■ OBJECTIVE:
Recast as a numbered list everything below from the row containing "Task: tag every instance of the window" down to the row containing "pixel 75 49", both included, and omit any blank lines.

■ DATA:
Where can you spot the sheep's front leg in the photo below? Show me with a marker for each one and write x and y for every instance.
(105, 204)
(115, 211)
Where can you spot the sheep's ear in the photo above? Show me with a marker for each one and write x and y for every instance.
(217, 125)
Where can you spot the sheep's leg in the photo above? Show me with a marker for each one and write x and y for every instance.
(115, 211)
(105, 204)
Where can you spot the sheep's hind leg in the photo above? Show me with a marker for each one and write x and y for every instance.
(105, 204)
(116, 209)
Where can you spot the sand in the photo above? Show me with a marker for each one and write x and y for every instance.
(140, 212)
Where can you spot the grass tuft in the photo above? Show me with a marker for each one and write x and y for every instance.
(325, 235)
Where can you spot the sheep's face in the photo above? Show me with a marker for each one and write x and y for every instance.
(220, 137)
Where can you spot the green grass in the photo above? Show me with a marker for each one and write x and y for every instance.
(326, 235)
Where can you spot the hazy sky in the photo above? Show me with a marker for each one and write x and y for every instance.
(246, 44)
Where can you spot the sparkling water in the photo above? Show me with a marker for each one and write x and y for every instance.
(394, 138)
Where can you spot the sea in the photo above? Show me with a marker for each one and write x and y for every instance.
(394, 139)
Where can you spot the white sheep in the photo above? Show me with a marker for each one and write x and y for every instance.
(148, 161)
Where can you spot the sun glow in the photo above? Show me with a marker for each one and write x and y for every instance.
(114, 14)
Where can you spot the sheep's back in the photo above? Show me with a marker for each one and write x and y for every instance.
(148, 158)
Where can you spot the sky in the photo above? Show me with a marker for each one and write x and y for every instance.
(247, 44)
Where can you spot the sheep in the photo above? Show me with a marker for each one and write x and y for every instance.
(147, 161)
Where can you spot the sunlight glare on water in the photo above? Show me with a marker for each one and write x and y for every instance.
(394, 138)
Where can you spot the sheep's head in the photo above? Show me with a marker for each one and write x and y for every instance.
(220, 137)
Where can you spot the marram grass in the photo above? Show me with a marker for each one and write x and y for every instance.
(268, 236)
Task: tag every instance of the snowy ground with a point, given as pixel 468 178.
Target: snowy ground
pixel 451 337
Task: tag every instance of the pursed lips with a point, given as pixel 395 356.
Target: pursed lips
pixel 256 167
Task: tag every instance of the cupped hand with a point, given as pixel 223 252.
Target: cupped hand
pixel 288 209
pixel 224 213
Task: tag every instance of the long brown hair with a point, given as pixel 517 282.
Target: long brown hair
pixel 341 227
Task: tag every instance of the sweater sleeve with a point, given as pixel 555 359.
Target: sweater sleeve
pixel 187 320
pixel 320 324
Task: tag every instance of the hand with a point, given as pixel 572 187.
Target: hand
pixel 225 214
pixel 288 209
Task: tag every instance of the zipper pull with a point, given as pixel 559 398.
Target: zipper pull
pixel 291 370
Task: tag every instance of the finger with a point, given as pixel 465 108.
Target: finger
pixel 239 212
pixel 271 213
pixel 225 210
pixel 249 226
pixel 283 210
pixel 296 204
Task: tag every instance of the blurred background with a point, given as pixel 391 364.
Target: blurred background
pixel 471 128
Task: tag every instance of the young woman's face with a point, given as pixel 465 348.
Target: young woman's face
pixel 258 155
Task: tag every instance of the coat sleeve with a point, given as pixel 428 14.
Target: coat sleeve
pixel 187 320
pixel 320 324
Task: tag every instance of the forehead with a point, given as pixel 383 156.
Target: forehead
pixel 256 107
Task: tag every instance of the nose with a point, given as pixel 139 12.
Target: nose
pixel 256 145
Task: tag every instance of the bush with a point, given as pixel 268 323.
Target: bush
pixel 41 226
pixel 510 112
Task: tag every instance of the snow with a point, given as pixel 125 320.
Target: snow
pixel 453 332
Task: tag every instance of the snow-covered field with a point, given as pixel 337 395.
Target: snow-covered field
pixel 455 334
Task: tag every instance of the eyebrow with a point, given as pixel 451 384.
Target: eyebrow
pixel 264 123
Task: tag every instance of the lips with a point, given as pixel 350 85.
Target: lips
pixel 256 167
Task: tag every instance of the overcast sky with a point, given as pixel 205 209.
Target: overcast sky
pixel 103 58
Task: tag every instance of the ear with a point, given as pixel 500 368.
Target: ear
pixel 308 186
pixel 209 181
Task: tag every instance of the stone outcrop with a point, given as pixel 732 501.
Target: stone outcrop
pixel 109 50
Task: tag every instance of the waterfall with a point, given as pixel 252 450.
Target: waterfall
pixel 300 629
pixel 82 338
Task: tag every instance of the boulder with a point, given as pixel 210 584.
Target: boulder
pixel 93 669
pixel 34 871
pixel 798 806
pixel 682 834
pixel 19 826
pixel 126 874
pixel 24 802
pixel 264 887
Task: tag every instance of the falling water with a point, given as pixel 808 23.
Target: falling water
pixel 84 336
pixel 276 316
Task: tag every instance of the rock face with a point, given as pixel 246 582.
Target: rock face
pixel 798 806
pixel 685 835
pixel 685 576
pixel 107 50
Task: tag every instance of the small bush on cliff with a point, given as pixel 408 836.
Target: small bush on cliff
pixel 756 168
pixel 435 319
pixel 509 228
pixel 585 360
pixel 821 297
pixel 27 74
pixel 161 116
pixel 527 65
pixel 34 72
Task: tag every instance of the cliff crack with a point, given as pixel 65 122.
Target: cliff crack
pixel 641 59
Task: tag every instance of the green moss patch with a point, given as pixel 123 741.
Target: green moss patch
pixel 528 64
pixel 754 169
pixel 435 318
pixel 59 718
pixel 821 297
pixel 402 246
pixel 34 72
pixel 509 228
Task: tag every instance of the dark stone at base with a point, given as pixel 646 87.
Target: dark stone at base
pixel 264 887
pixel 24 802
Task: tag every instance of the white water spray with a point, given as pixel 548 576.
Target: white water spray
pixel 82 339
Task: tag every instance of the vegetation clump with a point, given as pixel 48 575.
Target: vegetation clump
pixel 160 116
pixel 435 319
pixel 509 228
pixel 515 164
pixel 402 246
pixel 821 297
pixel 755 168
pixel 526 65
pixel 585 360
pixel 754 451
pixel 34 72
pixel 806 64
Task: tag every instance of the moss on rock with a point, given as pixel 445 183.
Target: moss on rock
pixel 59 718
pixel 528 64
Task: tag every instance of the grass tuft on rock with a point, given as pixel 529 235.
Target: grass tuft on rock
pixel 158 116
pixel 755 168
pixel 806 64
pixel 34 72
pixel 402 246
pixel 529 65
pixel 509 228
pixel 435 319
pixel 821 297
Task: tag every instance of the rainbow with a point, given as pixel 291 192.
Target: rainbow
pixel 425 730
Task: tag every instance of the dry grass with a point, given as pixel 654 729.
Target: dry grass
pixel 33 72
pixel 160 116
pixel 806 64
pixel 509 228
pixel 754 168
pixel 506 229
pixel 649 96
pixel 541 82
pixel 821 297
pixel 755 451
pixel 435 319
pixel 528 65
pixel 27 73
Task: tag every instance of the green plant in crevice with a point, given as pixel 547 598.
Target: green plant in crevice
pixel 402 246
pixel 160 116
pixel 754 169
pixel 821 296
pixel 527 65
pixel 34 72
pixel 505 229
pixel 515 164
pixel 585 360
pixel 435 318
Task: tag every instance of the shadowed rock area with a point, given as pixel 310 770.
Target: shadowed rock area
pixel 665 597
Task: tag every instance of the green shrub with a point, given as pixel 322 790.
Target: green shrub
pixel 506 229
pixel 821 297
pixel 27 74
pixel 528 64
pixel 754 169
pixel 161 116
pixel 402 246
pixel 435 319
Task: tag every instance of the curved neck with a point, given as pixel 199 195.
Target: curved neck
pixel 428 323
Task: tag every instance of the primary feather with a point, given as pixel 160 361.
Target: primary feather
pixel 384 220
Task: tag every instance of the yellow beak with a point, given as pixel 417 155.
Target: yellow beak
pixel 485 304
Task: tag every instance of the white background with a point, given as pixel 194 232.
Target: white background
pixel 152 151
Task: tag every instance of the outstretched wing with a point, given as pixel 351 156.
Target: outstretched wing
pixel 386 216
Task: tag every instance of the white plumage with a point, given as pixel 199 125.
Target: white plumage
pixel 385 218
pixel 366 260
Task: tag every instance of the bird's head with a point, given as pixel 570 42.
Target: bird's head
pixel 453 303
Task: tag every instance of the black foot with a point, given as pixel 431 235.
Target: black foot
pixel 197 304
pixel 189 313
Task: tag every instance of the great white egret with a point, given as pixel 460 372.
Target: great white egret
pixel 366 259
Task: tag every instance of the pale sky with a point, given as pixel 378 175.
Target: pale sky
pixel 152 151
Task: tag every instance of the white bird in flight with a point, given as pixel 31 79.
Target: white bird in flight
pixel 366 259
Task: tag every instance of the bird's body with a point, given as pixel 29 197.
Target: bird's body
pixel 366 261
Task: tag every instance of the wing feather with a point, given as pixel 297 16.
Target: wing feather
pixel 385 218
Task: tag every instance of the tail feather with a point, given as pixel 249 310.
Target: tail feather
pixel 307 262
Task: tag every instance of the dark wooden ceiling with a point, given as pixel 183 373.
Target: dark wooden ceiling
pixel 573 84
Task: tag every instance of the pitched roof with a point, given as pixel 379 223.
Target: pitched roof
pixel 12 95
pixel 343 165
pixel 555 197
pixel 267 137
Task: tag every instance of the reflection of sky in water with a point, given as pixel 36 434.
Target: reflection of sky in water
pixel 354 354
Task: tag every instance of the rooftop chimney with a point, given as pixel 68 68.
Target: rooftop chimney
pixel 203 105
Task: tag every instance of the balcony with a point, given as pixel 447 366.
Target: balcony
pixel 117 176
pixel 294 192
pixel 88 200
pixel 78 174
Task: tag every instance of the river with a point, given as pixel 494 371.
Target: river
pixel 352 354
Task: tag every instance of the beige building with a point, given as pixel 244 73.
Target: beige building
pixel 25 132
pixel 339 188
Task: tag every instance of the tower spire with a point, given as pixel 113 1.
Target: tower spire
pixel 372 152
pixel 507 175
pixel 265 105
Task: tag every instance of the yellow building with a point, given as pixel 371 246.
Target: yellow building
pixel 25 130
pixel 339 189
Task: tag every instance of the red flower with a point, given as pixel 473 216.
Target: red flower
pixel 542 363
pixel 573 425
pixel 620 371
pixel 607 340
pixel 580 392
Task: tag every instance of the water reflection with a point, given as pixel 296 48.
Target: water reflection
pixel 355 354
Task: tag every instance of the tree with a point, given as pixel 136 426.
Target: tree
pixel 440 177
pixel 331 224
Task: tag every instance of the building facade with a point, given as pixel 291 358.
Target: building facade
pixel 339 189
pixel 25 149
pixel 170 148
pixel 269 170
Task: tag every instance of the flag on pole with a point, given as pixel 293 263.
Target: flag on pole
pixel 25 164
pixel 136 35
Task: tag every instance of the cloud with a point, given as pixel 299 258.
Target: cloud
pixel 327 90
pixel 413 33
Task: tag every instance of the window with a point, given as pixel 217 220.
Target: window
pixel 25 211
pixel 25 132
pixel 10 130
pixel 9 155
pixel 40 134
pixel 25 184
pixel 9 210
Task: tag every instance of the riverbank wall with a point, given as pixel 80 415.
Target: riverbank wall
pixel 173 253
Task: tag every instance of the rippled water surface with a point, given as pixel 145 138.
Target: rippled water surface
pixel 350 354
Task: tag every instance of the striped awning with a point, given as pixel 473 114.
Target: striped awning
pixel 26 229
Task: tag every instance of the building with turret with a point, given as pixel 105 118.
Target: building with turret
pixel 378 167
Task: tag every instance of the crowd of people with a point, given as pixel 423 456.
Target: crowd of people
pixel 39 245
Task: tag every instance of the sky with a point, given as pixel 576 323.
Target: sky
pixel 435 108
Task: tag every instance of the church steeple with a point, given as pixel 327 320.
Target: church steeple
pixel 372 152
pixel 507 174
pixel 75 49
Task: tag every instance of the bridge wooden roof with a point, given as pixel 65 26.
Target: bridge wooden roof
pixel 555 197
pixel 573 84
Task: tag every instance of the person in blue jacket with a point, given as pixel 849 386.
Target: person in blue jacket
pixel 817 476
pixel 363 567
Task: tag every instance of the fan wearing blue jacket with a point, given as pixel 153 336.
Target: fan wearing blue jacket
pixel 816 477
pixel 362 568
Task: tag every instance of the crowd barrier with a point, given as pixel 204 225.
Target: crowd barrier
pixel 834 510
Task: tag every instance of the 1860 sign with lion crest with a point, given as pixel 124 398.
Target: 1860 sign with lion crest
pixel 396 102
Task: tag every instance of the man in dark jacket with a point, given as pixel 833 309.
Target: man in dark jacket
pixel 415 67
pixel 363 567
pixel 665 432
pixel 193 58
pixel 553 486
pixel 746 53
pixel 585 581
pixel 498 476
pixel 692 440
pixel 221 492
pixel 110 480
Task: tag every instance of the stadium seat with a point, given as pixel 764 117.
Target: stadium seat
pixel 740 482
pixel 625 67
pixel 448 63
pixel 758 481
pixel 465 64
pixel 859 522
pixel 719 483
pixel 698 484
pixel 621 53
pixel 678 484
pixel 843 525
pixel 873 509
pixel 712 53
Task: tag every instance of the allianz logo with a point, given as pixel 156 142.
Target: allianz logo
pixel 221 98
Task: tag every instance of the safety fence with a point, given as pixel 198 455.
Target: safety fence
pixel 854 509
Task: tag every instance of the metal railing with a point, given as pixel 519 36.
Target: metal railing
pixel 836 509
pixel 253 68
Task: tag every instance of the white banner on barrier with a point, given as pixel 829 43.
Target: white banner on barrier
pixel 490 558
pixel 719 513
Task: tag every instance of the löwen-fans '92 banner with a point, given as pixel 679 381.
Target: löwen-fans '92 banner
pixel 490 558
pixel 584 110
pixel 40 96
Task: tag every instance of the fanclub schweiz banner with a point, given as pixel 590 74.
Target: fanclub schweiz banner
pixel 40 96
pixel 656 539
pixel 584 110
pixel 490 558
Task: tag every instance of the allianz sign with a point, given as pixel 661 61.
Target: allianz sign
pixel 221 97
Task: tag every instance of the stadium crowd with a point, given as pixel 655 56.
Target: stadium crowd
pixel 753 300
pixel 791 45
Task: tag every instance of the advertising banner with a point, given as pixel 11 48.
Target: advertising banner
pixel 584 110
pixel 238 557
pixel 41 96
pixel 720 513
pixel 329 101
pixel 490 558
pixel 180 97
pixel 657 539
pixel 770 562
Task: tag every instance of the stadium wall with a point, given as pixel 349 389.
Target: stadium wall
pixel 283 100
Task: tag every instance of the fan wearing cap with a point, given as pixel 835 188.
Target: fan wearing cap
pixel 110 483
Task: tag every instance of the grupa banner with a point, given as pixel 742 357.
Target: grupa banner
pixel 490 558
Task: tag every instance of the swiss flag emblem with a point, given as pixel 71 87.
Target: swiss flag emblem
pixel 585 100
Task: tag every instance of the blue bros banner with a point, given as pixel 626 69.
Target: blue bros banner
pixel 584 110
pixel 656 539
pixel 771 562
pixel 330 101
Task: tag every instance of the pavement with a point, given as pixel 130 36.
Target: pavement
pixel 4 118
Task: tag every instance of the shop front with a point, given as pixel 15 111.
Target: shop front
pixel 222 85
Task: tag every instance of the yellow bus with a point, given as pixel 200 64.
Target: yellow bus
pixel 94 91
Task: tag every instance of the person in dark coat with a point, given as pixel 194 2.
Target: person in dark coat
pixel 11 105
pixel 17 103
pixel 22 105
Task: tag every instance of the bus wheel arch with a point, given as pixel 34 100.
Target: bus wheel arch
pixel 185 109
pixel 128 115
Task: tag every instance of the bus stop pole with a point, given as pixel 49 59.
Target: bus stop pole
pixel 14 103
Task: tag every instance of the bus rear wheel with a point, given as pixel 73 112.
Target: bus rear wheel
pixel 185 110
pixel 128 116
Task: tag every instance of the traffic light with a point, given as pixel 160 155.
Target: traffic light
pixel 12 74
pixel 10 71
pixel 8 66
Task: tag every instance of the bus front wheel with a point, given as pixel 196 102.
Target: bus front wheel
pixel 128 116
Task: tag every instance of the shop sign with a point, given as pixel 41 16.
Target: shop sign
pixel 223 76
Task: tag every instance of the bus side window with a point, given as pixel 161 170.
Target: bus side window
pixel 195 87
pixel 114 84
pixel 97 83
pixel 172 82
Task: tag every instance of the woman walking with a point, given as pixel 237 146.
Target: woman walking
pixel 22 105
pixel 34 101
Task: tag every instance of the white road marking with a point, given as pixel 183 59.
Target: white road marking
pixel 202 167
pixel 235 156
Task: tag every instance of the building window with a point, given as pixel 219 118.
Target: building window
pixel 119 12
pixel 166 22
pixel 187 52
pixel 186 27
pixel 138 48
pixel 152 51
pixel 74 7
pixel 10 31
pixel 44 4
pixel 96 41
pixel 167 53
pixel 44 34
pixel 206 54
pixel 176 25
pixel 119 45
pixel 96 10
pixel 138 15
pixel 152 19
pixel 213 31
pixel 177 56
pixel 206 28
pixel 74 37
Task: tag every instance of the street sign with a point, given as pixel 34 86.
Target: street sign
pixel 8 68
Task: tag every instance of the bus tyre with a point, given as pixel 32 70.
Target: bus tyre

■ RESPONSE TO THIS TASK:
1. Task: tag every instance of the window with a point, given as pixel 217 220.
2. Target: window
3. pixel 25 211
4. pixel 25 132
5. pixel 10 130
6. pixel 9 155
7. pixel 40 134
8. pixel 25 184
9. pixel 9 210
10. Task: tag every instance of the riverbank wall with a point, given as pixel 80 415.
11. Target: riverbank wall
12. pixel 173 253
13. Task: tag every instance of the rippled water surface with a point, given as pixel 145 138.
14. Target: rippled water surface
15. pixel 350 354
16. Task: tag every instance of the striped awning with a point, given as pixel 473 114.
17. Target: striped awning
18. pixel 26 229
19. Task: tag every instance of the building with turret with a point, given as pixel 105 118.
20. Target: building with turret
21. pixel 378 167
22. Task: tag every instance of the crowd of people with a point, given as pixel 423 456.
23. Target: crowd of people
24. pixel 39 245
25. Task: tag every instance of the sky with a point, given as pixel 576 323.
26. Target: sky
27. pixel 435 108
28. Task: tag every instance of the church steeple with a point, given as pixel 327 320.
29. Target: church steeple
30. pixel 372 152
31. pixel 507 174
32. pixel 75 49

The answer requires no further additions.